**ACTION ITEM:** Go line by line through the entries and show those that hold the string "shadow".

**DATA TO USE:**

== Segment start ==

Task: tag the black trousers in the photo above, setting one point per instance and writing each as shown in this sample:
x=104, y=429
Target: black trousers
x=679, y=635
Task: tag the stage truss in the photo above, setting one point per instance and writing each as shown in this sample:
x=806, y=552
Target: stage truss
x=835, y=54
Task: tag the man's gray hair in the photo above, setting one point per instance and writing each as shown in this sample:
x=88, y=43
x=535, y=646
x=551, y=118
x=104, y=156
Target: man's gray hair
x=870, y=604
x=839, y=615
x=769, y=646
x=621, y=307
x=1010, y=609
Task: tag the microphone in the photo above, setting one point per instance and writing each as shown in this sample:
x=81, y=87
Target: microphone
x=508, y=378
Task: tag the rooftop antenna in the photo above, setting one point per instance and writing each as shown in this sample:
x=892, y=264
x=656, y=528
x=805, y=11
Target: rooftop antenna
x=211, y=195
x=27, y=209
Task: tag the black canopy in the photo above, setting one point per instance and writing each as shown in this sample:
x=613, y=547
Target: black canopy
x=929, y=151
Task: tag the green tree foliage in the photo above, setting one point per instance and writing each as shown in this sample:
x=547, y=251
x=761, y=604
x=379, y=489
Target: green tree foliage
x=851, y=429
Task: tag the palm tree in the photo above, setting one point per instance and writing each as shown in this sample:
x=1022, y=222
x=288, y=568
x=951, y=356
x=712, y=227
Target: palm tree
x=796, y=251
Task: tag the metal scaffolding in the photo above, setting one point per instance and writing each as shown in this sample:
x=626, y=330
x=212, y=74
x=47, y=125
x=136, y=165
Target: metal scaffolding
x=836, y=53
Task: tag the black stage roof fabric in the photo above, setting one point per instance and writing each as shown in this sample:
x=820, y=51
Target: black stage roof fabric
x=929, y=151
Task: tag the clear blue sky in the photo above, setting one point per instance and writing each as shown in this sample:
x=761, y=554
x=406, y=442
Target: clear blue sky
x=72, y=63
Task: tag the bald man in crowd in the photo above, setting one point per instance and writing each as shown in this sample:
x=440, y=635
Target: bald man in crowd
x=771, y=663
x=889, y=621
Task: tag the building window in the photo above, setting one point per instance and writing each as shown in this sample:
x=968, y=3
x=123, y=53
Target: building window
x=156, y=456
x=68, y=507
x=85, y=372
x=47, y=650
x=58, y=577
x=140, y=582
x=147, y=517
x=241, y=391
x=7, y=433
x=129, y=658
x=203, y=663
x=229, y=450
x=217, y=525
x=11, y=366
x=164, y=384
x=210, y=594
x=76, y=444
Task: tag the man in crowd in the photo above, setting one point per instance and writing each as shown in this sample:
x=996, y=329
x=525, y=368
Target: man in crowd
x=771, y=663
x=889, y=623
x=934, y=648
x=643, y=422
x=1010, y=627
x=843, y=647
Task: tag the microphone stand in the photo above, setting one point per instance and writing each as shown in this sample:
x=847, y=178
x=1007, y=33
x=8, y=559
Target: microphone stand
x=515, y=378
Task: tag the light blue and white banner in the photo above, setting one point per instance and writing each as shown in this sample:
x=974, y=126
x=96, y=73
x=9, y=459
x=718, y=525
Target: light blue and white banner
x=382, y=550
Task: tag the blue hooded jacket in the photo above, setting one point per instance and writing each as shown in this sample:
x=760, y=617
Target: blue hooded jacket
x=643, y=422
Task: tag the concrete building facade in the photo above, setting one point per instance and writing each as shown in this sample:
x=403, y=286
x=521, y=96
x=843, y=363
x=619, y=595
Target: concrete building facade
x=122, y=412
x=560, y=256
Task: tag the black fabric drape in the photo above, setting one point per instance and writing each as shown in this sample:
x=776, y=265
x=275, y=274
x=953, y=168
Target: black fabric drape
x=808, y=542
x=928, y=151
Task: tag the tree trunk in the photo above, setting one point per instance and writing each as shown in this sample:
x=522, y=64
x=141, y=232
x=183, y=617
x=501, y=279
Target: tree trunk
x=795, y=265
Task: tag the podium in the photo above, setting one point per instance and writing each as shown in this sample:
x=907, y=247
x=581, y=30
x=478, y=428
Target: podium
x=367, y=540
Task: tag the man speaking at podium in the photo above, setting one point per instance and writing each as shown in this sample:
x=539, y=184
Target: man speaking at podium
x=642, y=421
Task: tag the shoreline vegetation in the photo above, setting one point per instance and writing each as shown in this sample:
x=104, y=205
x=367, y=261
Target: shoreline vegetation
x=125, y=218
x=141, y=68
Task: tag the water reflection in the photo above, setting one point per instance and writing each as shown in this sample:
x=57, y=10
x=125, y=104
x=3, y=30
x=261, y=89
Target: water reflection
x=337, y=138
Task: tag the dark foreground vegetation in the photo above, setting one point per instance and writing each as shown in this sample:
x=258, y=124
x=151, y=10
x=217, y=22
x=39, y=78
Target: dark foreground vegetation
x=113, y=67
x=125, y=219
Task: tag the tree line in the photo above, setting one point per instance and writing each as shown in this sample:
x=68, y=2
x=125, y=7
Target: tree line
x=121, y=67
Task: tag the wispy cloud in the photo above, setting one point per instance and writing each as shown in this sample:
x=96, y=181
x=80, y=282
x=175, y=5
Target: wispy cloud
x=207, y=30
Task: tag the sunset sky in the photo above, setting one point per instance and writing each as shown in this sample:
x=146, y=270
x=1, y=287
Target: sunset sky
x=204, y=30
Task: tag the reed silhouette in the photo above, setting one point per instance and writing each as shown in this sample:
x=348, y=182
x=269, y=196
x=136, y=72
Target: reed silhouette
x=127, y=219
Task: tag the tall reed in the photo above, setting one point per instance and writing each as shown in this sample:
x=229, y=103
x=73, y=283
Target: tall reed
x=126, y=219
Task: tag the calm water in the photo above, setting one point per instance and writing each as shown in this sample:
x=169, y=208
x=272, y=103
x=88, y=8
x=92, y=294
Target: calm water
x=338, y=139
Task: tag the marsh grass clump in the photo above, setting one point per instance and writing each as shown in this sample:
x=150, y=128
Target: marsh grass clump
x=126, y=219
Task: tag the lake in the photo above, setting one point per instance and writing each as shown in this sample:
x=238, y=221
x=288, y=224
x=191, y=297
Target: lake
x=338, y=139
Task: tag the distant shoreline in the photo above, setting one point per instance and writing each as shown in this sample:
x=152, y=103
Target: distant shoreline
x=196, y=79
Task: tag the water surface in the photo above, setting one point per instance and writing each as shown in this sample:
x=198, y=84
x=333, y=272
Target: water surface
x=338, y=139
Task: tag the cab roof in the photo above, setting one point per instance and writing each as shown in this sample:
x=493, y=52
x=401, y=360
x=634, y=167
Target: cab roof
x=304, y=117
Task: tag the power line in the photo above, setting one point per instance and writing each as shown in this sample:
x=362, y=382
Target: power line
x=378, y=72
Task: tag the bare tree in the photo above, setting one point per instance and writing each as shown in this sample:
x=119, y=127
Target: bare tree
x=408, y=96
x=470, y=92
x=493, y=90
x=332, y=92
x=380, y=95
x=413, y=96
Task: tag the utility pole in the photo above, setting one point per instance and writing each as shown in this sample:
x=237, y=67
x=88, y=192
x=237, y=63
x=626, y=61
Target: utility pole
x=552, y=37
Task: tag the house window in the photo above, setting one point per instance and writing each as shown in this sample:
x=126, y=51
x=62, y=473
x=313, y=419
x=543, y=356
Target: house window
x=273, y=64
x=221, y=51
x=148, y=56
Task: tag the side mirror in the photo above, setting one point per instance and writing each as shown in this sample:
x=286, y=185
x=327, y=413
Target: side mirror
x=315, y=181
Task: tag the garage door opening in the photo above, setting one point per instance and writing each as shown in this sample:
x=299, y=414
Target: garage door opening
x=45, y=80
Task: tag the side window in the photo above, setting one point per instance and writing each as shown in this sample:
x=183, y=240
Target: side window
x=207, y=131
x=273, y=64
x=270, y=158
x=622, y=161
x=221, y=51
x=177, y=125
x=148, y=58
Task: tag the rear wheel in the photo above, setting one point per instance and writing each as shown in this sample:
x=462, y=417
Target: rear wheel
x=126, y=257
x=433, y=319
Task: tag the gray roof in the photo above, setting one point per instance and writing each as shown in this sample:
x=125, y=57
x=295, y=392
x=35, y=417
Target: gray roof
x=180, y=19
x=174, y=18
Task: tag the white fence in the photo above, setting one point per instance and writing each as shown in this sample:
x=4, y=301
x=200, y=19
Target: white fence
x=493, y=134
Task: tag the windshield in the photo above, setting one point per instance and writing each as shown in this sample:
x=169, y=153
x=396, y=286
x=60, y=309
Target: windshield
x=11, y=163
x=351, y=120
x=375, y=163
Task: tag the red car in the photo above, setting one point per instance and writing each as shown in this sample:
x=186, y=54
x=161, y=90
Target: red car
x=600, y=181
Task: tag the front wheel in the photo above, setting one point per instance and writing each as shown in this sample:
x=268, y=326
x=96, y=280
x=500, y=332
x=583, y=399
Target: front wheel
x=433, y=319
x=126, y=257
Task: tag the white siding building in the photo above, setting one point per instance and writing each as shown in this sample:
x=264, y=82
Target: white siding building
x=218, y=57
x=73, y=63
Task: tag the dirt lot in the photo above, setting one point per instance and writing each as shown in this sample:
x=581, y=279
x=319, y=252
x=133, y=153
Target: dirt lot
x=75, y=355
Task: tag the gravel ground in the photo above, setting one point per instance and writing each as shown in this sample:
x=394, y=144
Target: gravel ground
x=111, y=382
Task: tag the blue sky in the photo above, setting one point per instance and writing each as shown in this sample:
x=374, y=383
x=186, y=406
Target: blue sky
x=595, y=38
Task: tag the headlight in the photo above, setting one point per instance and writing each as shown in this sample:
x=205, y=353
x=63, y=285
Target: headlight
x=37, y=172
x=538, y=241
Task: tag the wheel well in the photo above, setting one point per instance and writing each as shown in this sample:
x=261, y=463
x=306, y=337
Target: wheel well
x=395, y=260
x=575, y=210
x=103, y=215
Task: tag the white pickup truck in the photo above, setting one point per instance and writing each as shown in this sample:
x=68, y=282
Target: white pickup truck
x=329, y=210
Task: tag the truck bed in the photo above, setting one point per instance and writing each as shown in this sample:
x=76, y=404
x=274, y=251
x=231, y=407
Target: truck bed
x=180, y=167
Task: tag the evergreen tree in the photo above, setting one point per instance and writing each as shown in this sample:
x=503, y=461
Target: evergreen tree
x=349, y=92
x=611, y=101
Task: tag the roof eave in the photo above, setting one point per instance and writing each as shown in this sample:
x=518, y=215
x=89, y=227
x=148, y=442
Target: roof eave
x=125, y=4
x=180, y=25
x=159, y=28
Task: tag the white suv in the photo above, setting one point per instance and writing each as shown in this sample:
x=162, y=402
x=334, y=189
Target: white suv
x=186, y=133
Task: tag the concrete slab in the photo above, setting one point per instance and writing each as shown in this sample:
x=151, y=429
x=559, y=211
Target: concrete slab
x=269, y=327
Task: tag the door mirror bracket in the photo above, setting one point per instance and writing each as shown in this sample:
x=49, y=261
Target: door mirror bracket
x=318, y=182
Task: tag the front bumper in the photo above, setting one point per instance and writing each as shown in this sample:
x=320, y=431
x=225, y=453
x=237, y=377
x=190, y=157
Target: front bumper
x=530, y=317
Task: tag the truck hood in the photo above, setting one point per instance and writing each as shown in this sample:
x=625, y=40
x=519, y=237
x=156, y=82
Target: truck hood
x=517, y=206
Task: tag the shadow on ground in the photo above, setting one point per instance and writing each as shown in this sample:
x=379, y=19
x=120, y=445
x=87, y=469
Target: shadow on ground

== Segment end ==

**OUTPUT:**
Task: tag the shadow on ground in the photo above, setting one point per instance and writing each as shown in this sample:
Target: shadow on ground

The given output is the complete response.